**Source**:

-=-=-

A fundamental expectation of Noah is people will be left in peace. To the degree possible, humans ought to be free to pursue their own best interests. The onus of proof lies with those who seek to interfere. Some things are obvious: taking other people's stuff, destroying and killing what isn't yours, playing head games and manipulating people into behavior which causes them harm (lying), and generally failing to treat your neighbor as your family.
We today call a lot of things "rights" contrary to God's design. For example, having someone smack you upside the head is not necessarily a crime. It really depends on why he did it. I can easily admit I've done things in the past that would justify a whack or two. Accidents are very well covered in Moses, as is various forms of tort liability. You'll notice there is a great deal of attention paid to roles. Naturally, this leads to a difference in status. Sorry to shock you, but God has designed us to be inherently unequal in many ways. The obvious one is talents and abilities. The role you play in society will affect what you can and cannot do justly, and the same action by one is just and by another unjust.
The Bible grants a huge discretion to parents in dealing with children. Aside from a community concern you don't raise hellions, your children are your business until they reach at least nine or ten years of age. Somewhere along those years, children gain an awareness of self which manifests in several different ways. They have absorbed basic linguistic skills, are capable of formal logic and accurate estimation of cause and effect, and ready to begin modeling themselves after adults outside the home. It may be a tragedy that your actions bring death to your children, but until that age, the Bible makes no room for anyone outside the family getting involved. However, it is assumed the extended family will be involved. There is absolutely no allowance for any authority outside blood kin until that child is around that age point.
Education, marriage, and a host of household issues are completely under the extended family or local community. You notice most everything in life which matters becomes a matter of your community. We find a break point at ten households, and again at fifty. There should be judges at those levels, and virtually nothing rises above them. The focus of addressing trouble is mostly about roles, results, and long term health of the community. The people who correct you are the people who know you best. Western culture does this utterly wrong. On the one hand, we tend to let status become absolute within a very few generations, so we demand there be none, pretending it's possible. To remove the personal element from restoring justice is to destroy justice. By its very nature justice is personal, a move to restore fellowship first, and property is strictly a secondary matter.
There is no allowance at all for a standing armed service, except as a role taken by privilege. That is, if you can't afford the leisure to train and equip yourself, you can't afford to play soldier. There's no such thing as policemen. When something internal just cannot be handled by the community leaders, the local soldier can deputize a force size necessary for the task. Those he deputizes are the same people who would be conscripted for defensive war. Every able-bodied man should be expected to defend his community, and weapons should be available, as well as seasonal training. Professional soldiers are primarily combat commanders of conscripts. Because wars are only defensive, the individual takes responsibility for feeding and clothing, for getting their training, but not necessarily for arming themselves.

-=-=-

**Information shown**:
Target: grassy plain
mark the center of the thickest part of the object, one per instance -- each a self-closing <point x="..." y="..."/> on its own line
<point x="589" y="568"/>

-=-=-

**Exercise task A**: In the essay on biblical justice, reproduce the stretch from "A fundamental expectation" through "as your family.", replacing "neighbor" with "fellow".
**Exercise task B**: Translate this sentence from the essay on biblical justice into Spanish: "The people who correct you are the people who know you best."

**Task response A**:
A fundamental expectation of Noah is people will be left in peace. To the degree possible, humans ought to be free to pursue their own best interests. The onus of proof lies with those who seek to interfere. Some things are obvious: taking other people's stuff, destroying and killing what isn't yours, playing head games and manipulating people into behavior which causes them harm (lying), and generally failing to treat your fellow as your family.

**Task response B**: Las personas que te corrigen son las personas que mejor te conocen.